-------- Records supplied

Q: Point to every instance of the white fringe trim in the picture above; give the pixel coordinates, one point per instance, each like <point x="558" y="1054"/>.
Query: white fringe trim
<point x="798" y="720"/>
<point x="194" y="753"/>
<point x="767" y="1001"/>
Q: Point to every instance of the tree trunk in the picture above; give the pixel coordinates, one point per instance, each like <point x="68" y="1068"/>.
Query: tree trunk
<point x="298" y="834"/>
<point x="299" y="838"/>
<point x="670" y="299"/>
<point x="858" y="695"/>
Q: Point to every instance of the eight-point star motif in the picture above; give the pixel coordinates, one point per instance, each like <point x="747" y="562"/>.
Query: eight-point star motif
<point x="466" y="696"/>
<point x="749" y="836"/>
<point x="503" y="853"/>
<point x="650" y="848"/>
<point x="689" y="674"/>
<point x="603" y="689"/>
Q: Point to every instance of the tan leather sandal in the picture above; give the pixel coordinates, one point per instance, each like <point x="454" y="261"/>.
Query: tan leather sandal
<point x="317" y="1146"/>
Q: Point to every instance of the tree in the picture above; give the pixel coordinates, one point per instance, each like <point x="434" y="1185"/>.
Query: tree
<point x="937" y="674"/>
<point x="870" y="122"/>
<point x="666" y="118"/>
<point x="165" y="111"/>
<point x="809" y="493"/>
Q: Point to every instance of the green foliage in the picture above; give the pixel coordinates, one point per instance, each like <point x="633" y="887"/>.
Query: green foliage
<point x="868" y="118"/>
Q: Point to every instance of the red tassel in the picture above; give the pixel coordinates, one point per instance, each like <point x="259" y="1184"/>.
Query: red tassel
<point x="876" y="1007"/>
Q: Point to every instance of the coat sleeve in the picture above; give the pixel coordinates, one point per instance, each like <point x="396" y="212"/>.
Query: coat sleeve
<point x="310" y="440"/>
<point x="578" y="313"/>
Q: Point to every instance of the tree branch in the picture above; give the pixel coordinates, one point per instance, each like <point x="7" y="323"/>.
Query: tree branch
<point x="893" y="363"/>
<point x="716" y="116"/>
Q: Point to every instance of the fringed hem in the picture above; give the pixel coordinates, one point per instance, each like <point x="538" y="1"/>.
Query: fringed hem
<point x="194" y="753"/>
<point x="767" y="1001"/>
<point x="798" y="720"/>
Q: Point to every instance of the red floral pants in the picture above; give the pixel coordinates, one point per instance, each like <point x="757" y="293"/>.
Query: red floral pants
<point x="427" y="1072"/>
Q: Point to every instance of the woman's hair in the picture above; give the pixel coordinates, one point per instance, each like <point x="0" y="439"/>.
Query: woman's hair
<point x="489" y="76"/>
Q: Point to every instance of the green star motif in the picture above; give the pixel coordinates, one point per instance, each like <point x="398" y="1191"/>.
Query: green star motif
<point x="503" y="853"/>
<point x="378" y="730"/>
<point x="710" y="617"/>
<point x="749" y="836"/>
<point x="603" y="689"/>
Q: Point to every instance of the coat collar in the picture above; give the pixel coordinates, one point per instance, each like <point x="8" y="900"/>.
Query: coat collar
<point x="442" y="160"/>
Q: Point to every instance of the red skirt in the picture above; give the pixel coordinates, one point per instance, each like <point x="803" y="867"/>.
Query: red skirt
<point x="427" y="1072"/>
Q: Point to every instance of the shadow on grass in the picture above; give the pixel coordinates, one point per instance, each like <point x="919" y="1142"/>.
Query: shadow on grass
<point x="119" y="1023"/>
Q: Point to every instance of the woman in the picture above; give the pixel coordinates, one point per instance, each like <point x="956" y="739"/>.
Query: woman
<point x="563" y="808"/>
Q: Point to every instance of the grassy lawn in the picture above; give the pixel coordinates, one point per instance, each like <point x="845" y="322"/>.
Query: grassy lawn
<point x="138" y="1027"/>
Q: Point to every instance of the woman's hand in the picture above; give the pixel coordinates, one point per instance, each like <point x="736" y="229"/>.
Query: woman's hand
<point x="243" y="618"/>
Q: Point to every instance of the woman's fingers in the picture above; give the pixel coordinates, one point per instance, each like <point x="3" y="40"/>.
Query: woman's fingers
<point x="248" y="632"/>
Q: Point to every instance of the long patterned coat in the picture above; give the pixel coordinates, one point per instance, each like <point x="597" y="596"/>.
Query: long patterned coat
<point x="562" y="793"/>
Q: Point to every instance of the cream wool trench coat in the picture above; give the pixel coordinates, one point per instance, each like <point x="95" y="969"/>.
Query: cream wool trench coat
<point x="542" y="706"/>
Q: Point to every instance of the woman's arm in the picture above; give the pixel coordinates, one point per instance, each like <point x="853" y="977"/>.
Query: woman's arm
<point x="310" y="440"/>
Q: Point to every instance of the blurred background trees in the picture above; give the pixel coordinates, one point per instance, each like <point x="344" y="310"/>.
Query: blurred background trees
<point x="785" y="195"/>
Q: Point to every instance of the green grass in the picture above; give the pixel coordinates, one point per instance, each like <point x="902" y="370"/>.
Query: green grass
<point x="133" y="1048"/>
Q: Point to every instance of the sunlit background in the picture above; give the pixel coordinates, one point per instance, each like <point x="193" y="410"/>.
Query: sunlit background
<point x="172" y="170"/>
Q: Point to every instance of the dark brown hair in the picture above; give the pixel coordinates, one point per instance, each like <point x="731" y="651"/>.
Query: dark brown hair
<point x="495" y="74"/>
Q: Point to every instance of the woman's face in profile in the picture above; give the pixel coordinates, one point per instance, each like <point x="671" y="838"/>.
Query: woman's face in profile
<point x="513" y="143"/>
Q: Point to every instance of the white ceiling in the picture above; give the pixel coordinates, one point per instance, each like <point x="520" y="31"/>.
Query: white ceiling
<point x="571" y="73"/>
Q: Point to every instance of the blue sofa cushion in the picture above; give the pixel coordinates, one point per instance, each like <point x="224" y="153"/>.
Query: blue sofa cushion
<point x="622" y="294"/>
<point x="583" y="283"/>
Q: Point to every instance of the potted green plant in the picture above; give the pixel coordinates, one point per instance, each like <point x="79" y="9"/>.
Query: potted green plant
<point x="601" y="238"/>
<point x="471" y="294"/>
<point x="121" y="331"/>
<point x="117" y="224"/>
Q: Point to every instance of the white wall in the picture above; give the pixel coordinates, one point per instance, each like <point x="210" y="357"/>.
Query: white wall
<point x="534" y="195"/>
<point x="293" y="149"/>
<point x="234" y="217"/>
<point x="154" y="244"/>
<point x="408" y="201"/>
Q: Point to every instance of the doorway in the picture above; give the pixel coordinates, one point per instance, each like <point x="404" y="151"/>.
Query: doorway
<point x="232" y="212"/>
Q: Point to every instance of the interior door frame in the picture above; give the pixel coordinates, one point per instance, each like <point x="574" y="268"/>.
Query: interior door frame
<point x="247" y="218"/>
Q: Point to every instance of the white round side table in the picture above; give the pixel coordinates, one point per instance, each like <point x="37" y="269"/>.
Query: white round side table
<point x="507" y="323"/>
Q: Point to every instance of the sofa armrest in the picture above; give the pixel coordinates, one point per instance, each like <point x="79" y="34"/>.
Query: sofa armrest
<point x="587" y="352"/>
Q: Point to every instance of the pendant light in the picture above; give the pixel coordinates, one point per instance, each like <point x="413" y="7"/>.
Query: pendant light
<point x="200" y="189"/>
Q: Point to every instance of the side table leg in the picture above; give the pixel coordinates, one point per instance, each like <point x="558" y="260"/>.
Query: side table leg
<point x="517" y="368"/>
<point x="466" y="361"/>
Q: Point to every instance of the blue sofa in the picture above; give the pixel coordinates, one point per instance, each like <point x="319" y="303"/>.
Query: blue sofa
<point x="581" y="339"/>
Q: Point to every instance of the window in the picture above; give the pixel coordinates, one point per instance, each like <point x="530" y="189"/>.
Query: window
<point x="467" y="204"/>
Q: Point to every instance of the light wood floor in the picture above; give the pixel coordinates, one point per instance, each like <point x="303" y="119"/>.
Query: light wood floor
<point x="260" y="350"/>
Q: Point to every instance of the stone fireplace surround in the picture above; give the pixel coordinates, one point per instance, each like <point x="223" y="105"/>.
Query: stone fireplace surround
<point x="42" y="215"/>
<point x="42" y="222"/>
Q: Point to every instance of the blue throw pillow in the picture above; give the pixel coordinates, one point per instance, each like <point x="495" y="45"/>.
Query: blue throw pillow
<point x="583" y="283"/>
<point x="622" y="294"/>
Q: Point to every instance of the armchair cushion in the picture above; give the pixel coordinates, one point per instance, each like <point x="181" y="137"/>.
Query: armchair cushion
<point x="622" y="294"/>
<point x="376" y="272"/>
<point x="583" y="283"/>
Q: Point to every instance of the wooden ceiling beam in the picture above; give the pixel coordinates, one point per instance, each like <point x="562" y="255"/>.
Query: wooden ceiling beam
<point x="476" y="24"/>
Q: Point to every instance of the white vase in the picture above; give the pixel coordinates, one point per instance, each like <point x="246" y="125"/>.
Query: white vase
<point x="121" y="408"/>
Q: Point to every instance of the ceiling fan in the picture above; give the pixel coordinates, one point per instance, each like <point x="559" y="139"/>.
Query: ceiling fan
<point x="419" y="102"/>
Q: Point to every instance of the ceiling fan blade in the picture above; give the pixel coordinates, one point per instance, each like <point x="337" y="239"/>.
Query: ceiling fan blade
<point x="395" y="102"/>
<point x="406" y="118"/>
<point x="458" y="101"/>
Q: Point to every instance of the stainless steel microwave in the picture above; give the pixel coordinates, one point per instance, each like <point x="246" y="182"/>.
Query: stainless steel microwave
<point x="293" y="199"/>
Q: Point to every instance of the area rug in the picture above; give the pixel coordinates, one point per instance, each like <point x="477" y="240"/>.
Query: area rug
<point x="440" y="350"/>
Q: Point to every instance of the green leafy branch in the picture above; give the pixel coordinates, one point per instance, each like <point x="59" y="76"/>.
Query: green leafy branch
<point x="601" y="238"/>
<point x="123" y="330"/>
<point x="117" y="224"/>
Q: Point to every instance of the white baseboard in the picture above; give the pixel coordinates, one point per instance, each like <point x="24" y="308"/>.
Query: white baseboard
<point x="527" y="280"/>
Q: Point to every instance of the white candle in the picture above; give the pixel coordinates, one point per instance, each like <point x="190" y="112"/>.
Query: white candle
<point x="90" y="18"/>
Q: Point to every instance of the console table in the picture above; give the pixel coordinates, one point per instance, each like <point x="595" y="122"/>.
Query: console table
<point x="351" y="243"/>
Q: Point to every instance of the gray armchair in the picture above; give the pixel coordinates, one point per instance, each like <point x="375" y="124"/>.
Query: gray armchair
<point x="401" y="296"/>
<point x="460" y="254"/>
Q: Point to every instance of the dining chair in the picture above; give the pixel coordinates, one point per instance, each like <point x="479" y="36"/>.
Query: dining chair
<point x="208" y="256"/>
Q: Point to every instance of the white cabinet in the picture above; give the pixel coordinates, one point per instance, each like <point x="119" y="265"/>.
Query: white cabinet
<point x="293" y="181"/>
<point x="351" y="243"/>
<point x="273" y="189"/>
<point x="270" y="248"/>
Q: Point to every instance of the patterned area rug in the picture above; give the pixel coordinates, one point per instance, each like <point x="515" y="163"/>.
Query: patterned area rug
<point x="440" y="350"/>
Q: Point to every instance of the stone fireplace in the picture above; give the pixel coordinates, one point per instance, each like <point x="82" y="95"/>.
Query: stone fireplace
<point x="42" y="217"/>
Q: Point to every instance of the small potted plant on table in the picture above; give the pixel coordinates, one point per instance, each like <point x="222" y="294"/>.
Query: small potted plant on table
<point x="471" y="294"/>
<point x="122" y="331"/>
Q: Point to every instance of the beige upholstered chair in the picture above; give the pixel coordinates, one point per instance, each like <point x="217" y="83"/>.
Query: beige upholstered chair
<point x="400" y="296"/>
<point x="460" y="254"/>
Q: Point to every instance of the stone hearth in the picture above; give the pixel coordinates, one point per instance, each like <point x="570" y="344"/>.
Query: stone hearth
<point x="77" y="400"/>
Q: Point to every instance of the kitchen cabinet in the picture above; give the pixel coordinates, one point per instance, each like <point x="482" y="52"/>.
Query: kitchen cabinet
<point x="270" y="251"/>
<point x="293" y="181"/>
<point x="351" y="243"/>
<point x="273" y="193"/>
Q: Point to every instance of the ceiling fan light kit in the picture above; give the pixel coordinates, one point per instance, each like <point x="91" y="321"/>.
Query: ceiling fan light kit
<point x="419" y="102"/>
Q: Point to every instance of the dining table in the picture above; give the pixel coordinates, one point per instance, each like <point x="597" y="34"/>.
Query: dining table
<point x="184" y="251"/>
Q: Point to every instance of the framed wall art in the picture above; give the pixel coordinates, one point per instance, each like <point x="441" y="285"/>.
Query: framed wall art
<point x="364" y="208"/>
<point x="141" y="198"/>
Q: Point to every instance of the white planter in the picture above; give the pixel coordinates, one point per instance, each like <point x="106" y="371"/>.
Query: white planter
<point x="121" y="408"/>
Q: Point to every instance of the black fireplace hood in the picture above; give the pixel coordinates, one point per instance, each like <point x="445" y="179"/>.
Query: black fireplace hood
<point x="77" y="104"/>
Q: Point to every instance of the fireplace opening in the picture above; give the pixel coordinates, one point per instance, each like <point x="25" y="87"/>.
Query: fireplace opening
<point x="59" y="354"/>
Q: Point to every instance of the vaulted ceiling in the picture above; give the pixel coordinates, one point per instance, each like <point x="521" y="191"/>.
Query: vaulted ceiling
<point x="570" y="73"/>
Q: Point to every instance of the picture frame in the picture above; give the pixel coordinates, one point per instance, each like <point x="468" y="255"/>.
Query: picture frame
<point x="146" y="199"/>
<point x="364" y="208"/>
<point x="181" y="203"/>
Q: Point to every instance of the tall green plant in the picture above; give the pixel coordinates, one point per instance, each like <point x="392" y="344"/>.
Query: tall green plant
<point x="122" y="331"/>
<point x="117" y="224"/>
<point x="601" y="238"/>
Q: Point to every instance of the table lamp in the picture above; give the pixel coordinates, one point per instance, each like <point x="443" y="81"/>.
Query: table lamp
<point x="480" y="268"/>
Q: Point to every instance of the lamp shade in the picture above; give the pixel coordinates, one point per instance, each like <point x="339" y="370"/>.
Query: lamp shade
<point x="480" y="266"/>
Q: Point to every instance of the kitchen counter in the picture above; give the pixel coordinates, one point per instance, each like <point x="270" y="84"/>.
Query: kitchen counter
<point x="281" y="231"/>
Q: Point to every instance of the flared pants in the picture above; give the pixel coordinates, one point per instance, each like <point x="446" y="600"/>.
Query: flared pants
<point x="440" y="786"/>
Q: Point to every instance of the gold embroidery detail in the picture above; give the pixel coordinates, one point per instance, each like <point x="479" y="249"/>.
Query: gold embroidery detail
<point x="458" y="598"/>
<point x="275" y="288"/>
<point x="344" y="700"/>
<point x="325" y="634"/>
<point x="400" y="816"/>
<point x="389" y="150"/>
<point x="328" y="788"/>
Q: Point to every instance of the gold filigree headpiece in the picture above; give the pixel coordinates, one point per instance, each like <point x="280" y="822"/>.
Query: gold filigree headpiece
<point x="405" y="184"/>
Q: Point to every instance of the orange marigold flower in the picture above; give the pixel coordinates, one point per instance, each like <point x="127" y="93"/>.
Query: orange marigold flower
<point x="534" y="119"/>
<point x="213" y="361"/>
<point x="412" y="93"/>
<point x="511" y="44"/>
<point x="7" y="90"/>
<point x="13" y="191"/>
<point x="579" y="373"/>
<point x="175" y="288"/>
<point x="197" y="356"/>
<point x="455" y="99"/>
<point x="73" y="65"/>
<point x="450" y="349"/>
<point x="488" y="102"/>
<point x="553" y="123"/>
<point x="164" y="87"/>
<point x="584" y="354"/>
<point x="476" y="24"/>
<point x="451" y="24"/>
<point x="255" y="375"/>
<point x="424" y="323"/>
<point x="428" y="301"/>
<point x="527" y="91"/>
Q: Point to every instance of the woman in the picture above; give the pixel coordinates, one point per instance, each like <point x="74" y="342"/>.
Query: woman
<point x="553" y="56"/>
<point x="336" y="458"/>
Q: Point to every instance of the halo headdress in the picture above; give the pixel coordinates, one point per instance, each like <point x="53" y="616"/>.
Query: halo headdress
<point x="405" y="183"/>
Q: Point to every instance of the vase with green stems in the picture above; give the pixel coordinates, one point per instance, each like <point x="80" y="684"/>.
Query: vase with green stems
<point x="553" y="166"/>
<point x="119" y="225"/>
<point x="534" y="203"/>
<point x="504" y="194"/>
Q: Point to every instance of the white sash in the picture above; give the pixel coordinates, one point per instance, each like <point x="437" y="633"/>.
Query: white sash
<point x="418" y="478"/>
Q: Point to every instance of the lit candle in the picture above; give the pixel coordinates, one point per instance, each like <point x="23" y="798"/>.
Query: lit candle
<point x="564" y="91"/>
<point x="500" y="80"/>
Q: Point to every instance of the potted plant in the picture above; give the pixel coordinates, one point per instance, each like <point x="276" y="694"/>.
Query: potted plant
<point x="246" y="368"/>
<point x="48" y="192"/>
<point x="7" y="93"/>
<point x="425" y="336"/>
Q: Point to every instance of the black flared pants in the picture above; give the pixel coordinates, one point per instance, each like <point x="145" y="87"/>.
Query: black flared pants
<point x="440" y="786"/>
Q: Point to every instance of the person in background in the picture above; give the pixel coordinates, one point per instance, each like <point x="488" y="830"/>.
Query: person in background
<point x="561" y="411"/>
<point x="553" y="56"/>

----------------

■ What is expected: Return exactly the lines from the line bearing "Q: Point to every instance of the halo" to the end of the records, inclusive of both; include no other lines.

■ Solution to this problem:
Q: Point to every instance of the halo headdress in the picture above; give the pixel coordinates, one point per instance, each like <point x="53" y="616"/>.
Query: halo headdress
<point x="405" y="183"/>
Q: Point to every instance of the vase with green stems in the picture above; give the pixel coordinates, one point per instance, each like <point x="80" y="684"/>.
Query: vase with green stems
<point x="553" y="166"/>
<point x="119" y="225"/>
<point x="534" y="203"/>
<point x="504" y="194"/>
Q: Point to every instance of the white sash in the picture above; give the pixel coordinates, one point per instance, each like <point x="437" y="633"/>.
Query: white sash
<point x="418" y="478"/>
Q: Point to every instance of the lit candle in the picture above; give the pixel coordinates, one point per instance, each like <point x="23" y="798"/>.
Query: lit candle
<point x="564" y="91"/>
<point x="500" y="80"/>
Q: Point to every instance of the potted plant in the picture above; give the pixel coordinates, one point per instance, each like <point x="276" y="694"/>.
Query: potted plant
<point x="246" y="368"/>
<point x="48" y="192"/>
<point x="7" y="93"/>
<point x="425" y="336"/>
Q: Point to every instance of the black flared pants in the picture above; give the pixel coordinates, one point per instance, each like <point x="145" y="87"/>.
Query: black flared pants
<point x="440" y="786"/>
Q: Point to every instance of the person in background in the picture above; give the pixel coordinates, one point per instance, each like <point x="488" y="830"/>.
Query: person in background
<point x="561" y="411"/>
<point x="553" y="56"/>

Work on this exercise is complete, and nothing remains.